TASK INSTRUCTIONS:
1. Can you condense the paragraph in the Berchelt biography that begins "Berchelt tried out at the age of 16" into a short bulleted list that keeps its main facts?
2. Write the next part of the Berchelt biography, picking up after its final sentence about the knockout loss to Luis Eduardo Florez.

EXCERPTED PASSAGE:
* start *

Miguel Ángel Berchelt Cervera (born 17 November 1991) is a Mexican professional boxer who held the WBC super featherweight title from 2017 to 2021.

Amateur career
Berchelt tried out at the age of 16 for the football club he supported as a child, Pumas UNAM. He turned to boxing after being rejected. During his amateur career, he was a three-time Mexican National Boxing Champion in the Elite category. Berchelt never represented his country internationally as Óscar Valdez was the highest-ranked boxer in the featherweight division at the time. The two never faced each other as amateurs.

Professional career

Early career
Berchelt turned pro at the age of 18, moving from his native Cancún to Mérida. He debuted on his 19th birthday, defeating Armin Chan by way of technical knockout in the 2nd round. Berchelt lived in a single room above a gym with six other boxers during this time.  He was considered the boxer of the year in 2011 by the World Boxing Council. He amassed a 15-0 record with 13 knockouts before getting his first chance to compete for a belt in September 2012. Berchelt defeated Berman Sánchez for the WBC Youth Intercontinental super featherweight by technical knockout after 2 rounds. Berchelt made his US debut in March 2013 beating Claudio Ríos by TKO in the first round in the undercard of Ríos-Alvarado II at the Mandalay Bay. Berchelt's career suffered a surprising setback when he was knocked out in just one round by Luis Eduardo Florez. Berchelt struggled getting inside the range of his taller opponent. He was knocked down by a left hook and struggled to beat the count before the referee waved the fight off.

* end *

SOURCE EXCERPT:

* start *

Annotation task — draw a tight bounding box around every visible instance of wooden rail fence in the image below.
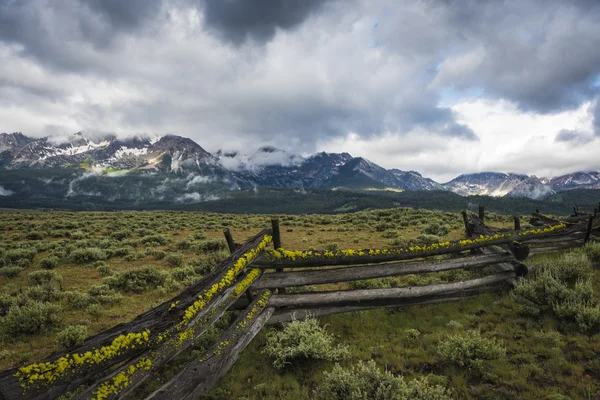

* end *

RESPONSES TO THE TASKS:
1.
- At 16, Berchelt tried out for Pumas UNAM, the football club he supported as a child, and turned to boxing after being rejected.
- As an amateur, he was a three-time Mexican National Boxing Champion in the Elite category.
- He never represented Mexico internationally because Óscar Valdez was the highest-ranked featherweight at the time.
- He and Valdez never fought each other as amateurs.

2.
However, Berchelt would get his career back on track by rattling off seven consecutive wins by way of knockout and winning the NABO super featherweight title. Berchelt first fought for a world title by facing George Jupp for the vacant interim WBO super featherweight. Berchelt won the title, defeating Jupp with a round 6 TKO in Mérida, his adopted hometown. Jupp was outmatched, having taken the fight at seven days' notice. Berchelt defended his title against Chonlatarn Piriyapinyo before vacating it to challenge WBC champion Francisco Vargas.

WBC super featherweight champion

Berchelt vs. Vargas 
On 2 December 2016 it was announced that Berchelt and Vargas would meet on 29 January 2017 at the Fantasy Springs Casino in Indio, California for the Vargas' WBC super featherweight title. Vargas and Berchelt traded punches in the early rounds, with cuts from Vargas' previous fights with Takashi Miura and Orlando Salido re-opening. On the latter rounds, Vargas started to slowly fade and Berchelt started to dominate the defending champion. The referee stopped the fight with 2:19 minutes elapsed in the round 11. According to CompuBox Stats, Vargas landed 330 of 1032 punches thrown (32%) and Berchelt landed 430 of his 947 thrown (45%). In the post fight interview, Berchelt said, "I wanted to fight the best of the best, and this fight happened because of that. Francisco is a great champion, he has fought the best and has been in two Fight of the Year contests. I knew what I was getting into I left my heart and soul on the mat. I am young and hungry. I want to thank Vargas for this incredible opportunity." Vargas stated he lost the fight due to cuts and would eventually want a rematch. The fight averaged 497,000 viewers and peaked at 561,000 viewers.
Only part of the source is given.